- Problem to work on
Please continue the excerpt on the adjoint operator in coordinates from the point where it ends.

Excerpt provided Start Marker

1.2 A.2. The adjoint \(d_A^*\) in coordinates

Using the formulas (62)–(63) we can easily find expressions for \(d_A^* = \star d_A \star \) in the Cartesian coordinates.

Lemma 10

If \(X= X_\alpha dx^\alpha \), then

$$\begin{aligned} d_A^*X = - \left( \partial ^\alpha X_\alpha + [A^\alpha , X_\alpha ]\right) . \end{aligned}$$

If \(Y= Y_{\alpha \beta } dx^\alpha \wedge dx^\beta \), then

$$\begin{aligned} d_A^*Y = \left( \partial ^\alpha Y_{\beta \alpha } + [A^\alpha , Y_{\beta \alpha }]\right) dx^\beta - \left( \partial ^\alpha Y_{\alpha \beta } + [A^\alpha , Y_{\alpha \beta }]\right) dx^\beta . \end{aligned}$$

Proof

We have

$$\begin{aligned} d_A^*X = (\partial _\alpha X_\beta + [A_\alpha , X_\beta ])\star (dx^\alpha \wedge \star dx^\beta ) = - \partial ^\alpha X_\alpha - [A^\alpha , X_\alpha ], \end{aligned}$$

and

$$\begin{aligned} d_A^*Y&= (\partial _p Y_{\alpha \beta } + [A_p, Y_{\alpha \beta }]) \star (dx^p \wedge \star (dx^\alpha \wedge dx^\beta ) ) \\ {}&( \partial ^\beta Y_{\alpha \beta } + [A^\beta , Y_{\alpha \beta }]) dx^\alpha - ( \partial ^\alpha Y_{\alpha \beta } + [A^\alpha , Y_{\alpha \beta }]) dx^\beta . \end{aligned}$$

\(\square \)

Excerpt provided End Marker
Record set Start Marker

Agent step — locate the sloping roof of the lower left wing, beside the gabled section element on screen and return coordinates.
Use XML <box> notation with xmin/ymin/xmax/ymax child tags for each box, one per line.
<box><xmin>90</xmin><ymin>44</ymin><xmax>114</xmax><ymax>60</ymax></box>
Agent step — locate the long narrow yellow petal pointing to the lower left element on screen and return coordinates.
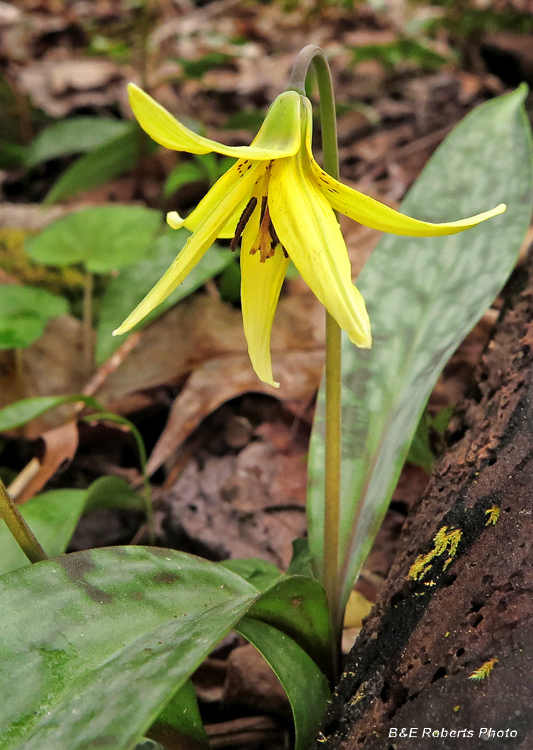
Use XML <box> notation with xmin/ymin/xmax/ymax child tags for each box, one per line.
<box><xmin>113</xmin><ymin>162</ymin><xmax>264</xmax><ymax>336</ymax></box>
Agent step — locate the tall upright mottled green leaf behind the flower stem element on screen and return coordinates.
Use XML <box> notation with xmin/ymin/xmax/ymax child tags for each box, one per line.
<box><xmin>308</xmin><ymin>87</ymin><xmax>532</xmax><ymax>602</ymax></box>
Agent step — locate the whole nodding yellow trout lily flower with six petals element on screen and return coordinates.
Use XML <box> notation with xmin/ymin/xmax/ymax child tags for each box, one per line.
<box><xmin>114</xmin><ymin>84</ymin><xmax>505</xmax><ymax>386</ymax></box>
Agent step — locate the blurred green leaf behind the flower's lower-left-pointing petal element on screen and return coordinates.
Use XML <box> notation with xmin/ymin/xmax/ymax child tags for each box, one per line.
<box><xmin>96</xmin><ymin>229</ymin><xmax>233</xmax><ymax>364</ymax></box>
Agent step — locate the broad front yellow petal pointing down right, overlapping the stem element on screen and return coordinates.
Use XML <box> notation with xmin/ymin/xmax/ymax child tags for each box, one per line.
<box><xmin>268</xmin><ymin>154</ymin><xmax>372</xmax><ymax>348</ymax></box>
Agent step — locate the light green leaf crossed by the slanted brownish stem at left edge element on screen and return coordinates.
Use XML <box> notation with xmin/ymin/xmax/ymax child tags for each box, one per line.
<box><xmin>0</xmin><ymin>490</ymin><xmax>87</xmax><ymax>575</ymax></box>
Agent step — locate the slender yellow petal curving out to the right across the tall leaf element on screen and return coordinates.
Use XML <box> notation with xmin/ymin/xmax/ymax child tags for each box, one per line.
<box><xmin>310</xmin><ymin>161</ymin><xmax>506</xmax><ymax>237</ymax></box>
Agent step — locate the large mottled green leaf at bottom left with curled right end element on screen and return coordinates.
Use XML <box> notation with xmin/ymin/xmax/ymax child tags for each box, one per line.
<box><xmin>0</xmin><ymin>546</ymin><xmax>329</xmax><ymax>750</ymax></box>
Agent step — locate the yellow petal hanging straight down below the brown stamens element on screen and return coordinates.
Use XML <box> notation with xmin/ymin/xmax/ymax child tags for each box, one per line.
<box><xmin>241</xmin><ymin>203</ymin><xmax>289</xmax><ymax>388</ymax></box>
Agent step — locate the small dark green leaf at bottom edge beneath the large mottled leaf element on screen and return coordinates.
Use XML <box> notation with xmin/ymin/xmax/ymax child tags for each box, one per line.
<box><xmin>149</xmin><ymin>680</ymin><xmax>209</xmax><ymax>750</ymax></box>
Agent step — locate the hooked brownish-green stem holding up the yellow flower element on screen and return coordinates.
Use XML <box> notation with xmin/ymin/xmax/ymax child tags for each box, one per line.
<box><xmin>288</xmin><ymin>44</ymin><xmax>343</xmax><ymax>675</ymax></box>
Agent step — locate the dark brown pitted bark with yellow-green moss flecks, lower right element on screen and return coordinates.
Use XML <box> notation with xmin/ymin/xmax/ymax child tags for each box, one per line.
<box><xmin>316</xmin><ymin>257</ymin><xmax>533</xmax><ymax>750</ymax></box>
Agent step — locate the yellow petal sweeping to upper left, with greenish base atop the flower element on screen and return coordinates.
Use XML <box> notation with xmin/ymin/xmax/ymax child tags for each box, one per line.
<box><xmin>128</xmin><ymin>83</ymin><xmax>300</xmax><ymax>160</ymax></box>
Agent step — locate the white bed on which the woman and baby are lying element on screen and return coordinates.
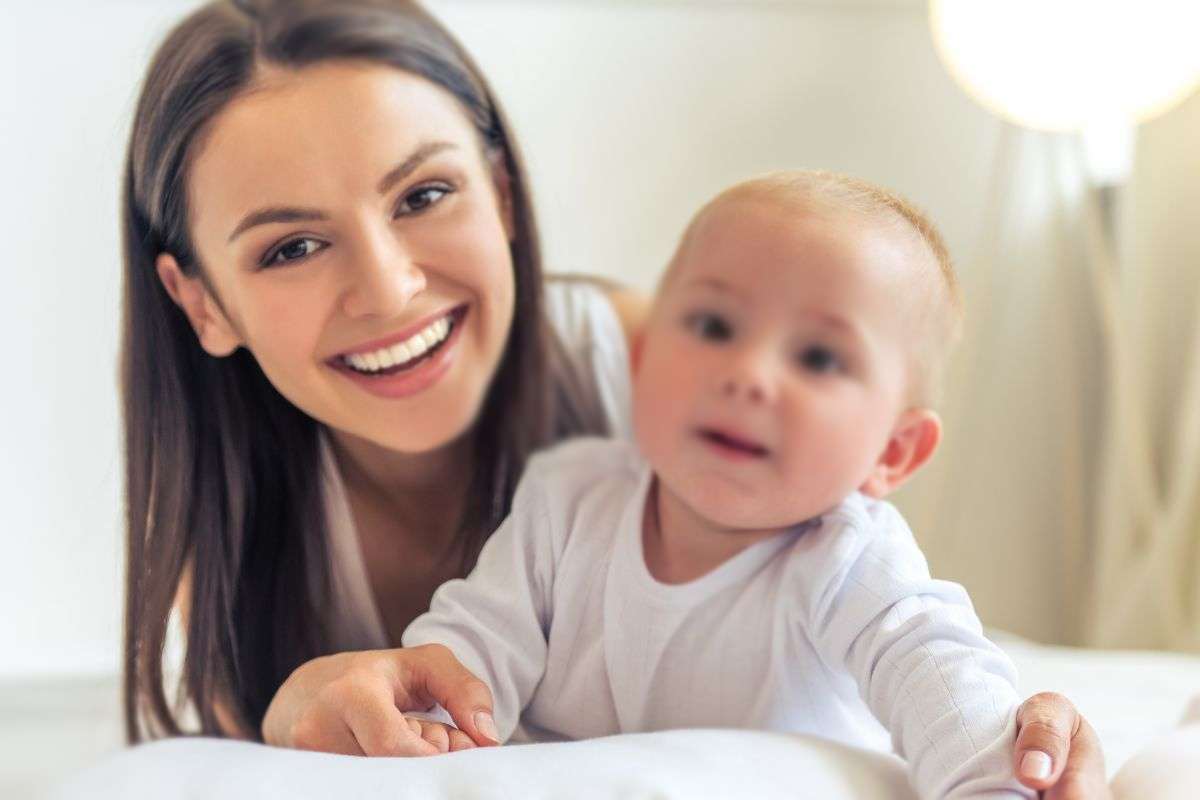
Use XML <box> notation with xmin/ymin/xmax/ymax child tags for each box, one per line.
<box><xmin>11</xmin><ymin>633</ymin><xmax>1200</xmax><ymax>800</ymax></box>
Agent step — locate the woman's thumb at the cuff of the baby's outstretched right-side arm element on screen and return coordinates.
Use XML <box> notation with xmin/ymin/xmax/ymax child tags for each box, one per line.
<box><xmin>1013</xmin><ymin>692</ymin><xmax>1082</xmax><ymax>789</ymax></box>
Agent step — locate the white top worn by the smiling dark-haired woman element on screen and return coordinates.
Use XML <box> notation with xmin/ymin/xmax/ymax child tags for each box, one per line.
<box><xmin>320</xmin><ymin>278</ymin><xmax>632</xmax><ymax>652</ymax></box>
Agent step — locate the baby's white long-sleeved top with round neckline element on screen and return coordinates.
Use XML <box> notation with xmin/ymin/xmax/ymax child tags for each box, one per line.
<box><xmin>403</xmin><ymin>439</ymin><xmax>1033</xmax><ymax>798</ymax></box>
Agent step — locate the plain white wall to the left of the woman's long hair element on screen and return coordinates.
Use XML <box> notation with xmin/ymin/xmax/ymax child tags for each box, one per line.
<box><xmin>0</xmin><ymin>0</ymin><xmax>196</xmax><ymax>675</ymax></box>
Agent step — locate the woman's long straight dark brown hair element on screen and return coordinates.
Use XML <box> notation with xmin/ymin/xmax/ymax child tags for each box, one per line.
<box><xmin>121</xmin><ymin>0</ymin><xmax>604</xmax><ymax>742</ymax></box>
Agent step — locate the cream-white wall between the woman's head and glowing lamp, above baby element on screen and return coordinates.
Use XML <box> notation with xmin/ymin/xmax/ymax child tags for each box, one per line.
<box><xmin>431</xmin><ymin>0</ymin><xmax>995</xmax><ymax>293</ymax></box>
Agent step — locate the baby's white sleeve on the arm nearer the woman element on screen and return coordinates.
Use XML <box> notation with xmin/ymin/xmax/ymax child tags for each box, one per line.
<box><xmin>402</xmin><ymin>463</ymin><xmax>556</xmax><ymax>741</ymax></box>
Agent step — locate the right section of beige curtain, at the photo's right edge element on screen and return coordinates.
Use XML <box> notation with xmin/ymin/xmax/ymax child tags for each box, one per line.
<box><xmin>1084</xmin><ymin>90</ymin><xmax>1200</xmax><ymax>651</ymax></box>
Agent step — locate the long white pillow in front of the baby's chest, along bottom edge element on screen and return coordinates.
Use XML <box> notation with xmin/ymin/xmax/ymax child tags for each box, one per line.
<box><xmin>44</xmin><ymin>730</ymin><xmax>916</xmax><ymax>800</ymax></box>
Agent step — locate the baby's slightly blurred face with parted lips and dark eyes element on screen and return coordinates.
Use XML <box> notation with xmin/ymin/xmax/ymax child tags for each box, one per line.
<box><xmin>634</xmin><ymin>198</ymin><xmax>922</xmax><ymax>530</ymax></box>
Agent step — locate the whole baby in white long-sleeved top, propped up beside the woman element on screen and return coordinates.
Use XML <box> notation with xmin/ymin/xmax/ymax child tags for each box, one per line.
<box><xmin>403</xmin><ymin>173</ymin><xmax>1032</xmax><ymax>798</ymax></box>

Record set End Marker

- Expected answer
1.3 A.3. Proofs of (29)–(31)

In some of our computations we encounter terms of the form \(\star [X,\star Y]\in \Omega ^{1}\) for \(X\in \Omega ^{1}\) and \(Y\in \Omega ^{2}\). The next elementary lemma computes this term explicitly.

Lemma 11

If \(X=X_{\alpha }dx^{\alpha }\) and \(Y=Y_{\alpha \beta }dx^{\alpha }\wedge dx^{\beta }\) then

$$\begin{aligned} \star [X,\star Y]=[X^{\alpha },Y_{\beta \alpha }]dx^{\beta }-[X^{\alpha },Y_{\alpha \beta }]dx^{\beta }. \end{aligned}$$

Proof

We have

$$\begin{aligned} \star [X,\star Y]= [X_p, Y_{\alpha \beta }] \star (dx^p \wedge \star (dx^\alpha \wedge dx^\beta ) ) = [X^\beta , Y_{\alpha \beta }] dx^\alpha -[X^\alpha , Y_{\alpha \beta }] dx^\beta . \end{aligned}$$

\(\square \)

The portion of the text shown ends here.